[What you have to do]: State the number of lines in the material below that contain the string "boot". Case counts, and your reply should be the number alone.

[Dataset records]:
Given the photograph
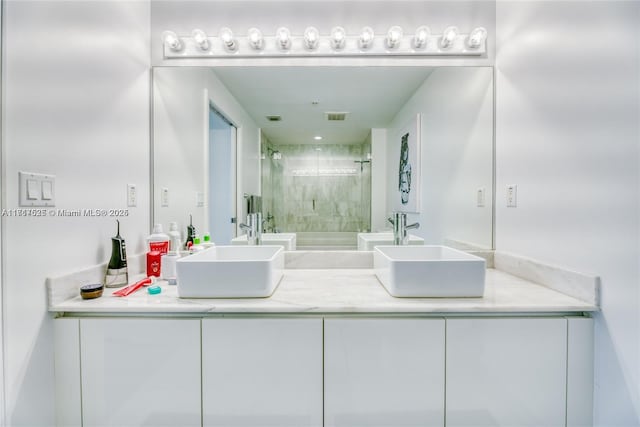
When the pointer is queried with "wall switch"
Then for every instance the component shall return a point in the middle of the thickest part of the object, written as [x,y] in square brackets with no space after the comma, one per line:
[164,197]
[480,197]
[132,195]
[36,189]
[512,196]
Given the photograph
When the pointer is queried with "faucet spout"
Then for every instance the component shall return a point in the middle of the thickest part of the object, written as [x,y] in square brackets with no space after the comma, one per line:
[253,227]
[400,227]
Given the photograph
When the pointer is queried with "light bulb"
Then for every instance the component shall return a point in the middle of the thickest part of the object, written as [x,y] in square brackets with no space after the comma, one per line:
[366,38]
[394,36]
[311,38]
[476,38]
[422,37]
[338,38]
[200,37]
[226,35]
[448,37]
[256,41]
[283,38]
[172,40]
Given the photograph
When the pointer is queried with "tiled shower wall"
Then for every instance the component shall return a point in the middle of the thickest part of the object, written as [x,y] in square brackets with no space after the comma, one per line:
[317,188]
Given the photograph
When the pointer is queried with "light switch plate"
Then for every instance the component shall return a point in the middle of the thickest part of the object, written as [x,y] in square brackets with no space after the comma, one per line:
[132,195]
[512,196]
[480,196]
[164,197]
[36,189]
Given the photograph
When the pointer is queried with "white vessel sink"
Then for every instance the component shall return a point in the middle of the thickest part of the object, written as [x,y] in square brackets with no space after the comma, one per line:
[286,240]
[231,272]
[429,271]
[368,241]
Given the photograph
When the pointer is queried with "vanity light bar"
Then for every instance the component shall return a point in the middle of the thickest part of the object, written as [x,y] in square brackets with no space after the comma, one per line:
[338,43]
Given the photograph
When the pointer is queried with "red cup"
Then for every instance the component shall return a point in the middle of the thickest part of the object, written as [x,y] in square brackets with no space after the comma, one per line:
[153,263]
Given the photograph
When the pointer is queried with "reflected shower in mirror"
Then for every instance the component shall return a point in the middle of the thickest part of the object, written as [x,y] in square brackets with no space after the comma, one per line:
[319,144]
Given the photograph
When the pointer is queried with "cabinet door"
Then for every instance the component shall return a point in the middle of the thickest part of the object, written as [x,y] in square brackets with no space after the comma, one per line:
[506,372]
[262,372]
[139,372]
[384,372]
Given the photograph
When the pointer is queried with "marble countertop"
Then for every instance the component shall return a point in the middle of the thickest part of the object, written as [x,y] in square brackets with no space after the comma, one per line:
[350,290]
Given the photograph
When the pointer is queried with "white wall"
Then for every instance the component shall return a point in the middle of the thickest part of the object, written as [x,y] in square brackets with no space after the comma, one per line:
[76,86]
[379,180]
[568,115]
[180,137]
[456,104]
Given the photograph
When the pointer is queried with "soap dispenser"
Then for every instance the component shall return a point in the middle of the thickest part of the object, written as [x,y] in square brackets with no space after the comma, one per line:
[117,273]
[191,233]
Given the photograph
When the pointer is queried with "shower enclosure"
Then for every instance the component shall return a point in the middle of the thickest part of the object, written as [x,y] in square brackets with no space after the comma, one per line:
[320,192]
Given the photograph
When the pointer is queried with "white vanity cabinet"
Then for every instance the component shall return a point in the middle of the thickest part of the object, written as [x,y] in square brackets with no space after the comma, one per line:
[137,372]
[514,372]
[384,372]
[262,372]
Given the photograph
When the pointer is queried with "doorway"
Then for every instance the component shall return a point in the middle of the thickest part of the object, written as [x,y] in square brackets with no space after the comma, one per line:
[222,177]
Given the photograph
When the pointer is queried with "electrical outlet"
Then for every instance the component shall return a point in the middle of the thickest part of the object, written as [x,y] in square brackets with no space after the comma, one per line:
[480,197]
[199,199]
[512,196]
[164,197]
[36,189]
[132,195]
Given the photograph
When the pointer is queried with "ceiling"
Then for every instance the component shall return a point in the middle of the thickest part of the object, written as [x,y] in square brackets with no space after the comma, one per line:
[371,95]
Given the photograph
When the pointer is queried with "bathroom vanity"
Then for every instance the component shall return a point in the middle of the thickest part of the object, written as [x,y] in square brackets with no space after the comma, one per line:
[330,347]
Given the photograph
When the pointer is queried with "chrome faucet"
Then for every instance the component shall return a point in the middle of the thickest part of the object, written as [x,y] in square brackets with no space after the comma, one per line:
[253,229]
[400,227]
...
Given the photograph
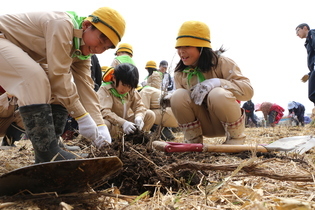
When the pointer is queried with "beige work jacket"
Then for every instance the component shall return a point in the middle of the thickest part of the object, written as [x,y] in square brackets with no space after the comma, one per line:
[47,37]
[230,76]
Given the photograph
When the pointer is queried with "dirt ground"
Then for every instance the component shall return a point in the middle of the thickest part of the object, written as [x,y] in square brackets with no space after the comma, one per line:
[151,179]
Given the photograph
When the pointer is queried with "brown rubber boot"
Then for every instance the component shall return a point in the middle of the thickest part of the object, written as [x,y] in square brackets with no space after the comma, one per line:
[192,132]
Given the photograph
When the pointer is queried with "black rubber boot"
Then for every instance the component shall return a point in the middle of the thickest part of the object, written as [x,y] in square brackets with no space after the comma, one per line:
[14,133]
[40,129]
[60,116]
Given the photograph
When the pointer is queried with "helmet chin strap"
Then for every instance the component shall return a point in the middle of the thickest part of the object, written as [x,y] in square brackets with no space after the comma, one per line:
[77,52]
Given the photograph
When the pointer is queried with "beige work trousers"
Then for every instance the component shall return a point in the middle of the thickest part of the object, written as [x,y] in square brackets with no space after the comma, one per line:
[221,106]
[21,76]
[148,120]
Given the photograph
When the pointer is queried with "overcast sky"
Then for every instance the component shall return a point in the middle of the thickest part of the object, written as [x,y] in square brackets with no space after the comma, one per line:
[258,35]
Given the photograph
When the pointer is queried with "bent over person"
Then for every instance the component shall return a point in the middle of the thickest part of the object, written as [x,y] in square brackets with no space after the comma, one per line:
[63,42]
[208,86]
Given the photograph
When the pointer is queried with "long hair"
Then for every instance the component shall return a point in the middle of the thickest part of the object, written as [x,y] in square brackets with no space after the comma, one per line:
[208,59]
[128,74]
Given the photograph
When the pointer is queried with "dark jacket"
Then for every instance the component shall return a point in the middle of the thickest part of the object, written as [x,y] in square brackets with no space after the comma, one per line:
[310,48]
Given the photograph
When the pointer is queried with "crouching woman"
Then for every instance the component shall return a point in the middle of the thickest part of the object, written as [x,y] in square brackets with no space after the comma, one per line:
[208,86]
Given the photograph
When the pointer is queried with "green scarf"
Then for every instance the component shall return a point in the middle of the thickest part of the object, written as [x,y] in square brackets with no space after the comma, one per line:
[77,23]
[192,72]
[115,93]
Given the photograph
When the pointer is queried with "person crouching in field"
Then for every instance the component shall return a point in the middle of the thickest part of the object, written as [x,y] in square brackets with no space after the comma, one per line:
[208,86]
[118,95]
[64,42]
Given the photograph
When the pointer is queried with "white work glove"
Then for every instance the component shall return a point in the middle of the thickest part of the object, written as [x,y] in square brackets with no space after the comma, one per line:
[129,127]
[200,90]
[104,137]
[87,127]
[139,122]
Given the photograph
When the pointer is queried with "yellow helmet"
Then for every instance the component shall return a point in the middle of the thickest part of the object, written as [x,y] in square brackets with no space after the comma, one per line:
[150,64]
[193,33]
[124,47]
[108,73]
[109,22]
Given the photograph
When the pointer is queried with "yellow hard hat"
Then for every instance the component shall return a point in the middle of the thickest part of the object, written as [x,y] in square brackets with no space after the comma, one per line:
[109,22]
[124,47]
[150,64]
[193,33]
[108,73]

[Problem solution]: 2